++++ Information provided

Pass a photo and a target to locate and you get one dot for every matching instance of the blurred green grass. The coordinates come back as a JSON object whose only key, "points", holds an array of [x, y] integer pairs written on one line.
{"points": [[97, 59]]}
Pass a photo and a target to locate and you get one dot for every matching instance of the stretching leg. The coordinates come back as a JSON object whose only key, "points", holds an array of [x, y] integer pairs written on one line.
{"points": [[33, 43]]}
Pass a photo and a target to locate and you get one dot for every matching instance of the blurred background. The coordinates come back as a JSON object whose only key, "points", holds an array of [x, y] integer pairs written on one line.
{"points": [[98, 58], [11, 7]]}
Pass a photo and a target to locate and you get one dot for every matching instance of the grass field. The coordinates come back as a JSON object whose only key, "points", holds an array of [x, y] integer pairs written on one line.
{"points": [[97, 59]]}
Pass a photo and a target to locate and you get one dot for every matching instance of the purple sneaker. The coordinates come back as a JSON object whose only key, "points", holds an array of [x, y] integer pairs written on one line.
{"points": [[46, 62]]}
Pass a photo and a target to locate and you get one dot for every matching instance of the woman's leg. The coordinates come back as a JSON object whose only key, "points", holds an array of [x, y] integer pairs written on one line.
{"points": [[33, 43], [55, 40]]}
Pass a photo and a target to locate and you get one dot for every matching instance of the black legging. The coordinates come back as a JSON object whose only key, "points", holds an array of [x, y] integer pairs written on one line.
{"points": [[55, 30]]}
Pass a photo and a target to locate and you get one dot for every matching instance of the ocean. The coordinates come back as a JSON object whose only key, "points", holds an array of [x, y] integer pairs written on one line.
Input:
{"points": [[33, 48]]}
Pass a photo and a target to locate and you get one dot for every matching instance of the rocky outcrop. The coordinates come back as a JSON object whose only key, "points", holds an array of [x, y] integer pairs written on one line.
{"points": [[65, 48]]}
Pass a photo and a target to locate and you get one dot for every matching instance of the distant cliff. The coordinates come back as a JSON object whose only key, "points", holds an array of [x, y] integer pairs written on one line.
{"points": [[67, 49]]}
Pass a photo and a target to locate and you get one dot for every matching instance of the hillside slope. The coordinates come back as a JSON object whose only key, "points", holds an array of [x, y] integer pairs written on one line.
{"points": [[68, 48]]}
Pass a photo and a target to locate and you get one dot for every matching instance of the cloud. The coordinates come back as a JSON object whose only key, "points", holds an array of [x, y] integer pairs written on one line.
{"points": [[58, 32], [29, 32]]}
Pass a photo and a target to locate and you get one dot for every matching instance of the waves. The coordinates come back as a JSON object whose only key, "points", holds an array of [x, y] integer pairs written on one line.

++++++++

Can you lay out all of the records above as a numbered list, leaving out any blank lines?

1. Pass a photo and a target to locate and you get one dot for every matching instance of the blurred green grass. The coordinates come back as a JSON object whose only key, "points", holds an array of [x, y] integer pairs written on one line.
2. {"points": [[97, 59]]}
3. Pass a photo and a target to locate and you get one dot for every matching instance of the stretching leg. The coordinates come back as a JSON object whose only key, "points", holds an array of [x, y] integer pairs written on one line.
4. {"points": [[33, 43]]}
5. Pass a photo and a target to locate and you get one dot for every matching instance of the blurred background. The coordinates come back as a JSON object whose only key, "points", holds an array of [x, y] integer pairs written on one line.
6. {"points": [[98, 58], [11, 7]]}
7. Pass a photo and a target to locate and you get one dot for every matching instance of the grass field. The coordinates come back as a JSON object whose only key, "points", holds an array of [x, y] integer pairs written on one line.
8. {"points": [[97, 59]]}
9. Pass a photo and a target to locate and you get one dot for every matching instance of the purple sneaker. The coordinates come back as a JSON object whose only key, "points", holds an array of [x, y] integer pairs written on one line.
10. {"points": [[46, 62]]}
11. Pass a photo and a target to locate and you get one dot for every matching instance of the woman's leg. The coordinates come back as a JSON object whose only key, "points", holds an array of [x, y] integer pairs written on one line.
12. {"points": [[33, 43], [55, 40]]}
13. Pass a photo and a target to locate and you get one dot for every matching instance of the black legging. The coordinates come back as a JSON object whose only key, "points", holds an array of [x, y] integer pairs written on one line.
14. {"points": [[55, 30]]}
15. Pass a photo and a target to locate and you get one dot for every matching instance of the ocean. The coordinates come back as a JSON object whose only key, "points", holds an array of [x, y] integer pairs written on one line.
16. Input:
17. {"points": [[33, 48]]}
18. Pass a photo and a target to locate and you get one dot for every matching instance of the rocky outcrop. The coordinates come back as a JSON object whose only key, "points", holds an array of [x, y] integer pairs written on one line.
19. {"points": [[65, 48]]}
20. Pass a photo and a target to locate and you get one dot for every matching instance of the distant cliff. The coordinates come back as a JSON object whose only key, "points", holds an array of [x, y] integer pairs written on one line.
21. {"points": [[67, 49]]}
22. Pass a photo and a target to locate and you get one dot for every matching instance of the hillside slope. The coordinates come back as a JSON object whose only key, "points", holds an array of [x, y] integer pairs written on one line.
23. {"points": [[68, 48]]}
24. Pass a photo and a target to locate and you get one dot for every matching instance of the cloud. The coordinates come back as a JSON object whose only key, "points", holds an array of [x, y] integer pairs written on one line.
25. {"points": [[58, 32], [29, 32]]}
26. Pass a photo and a target to locate and you get one dot for every matching instance of the waves. The coordinates come back as a JSON object whose only key, "points", holds an array of [x, y] integer pairs written on one line.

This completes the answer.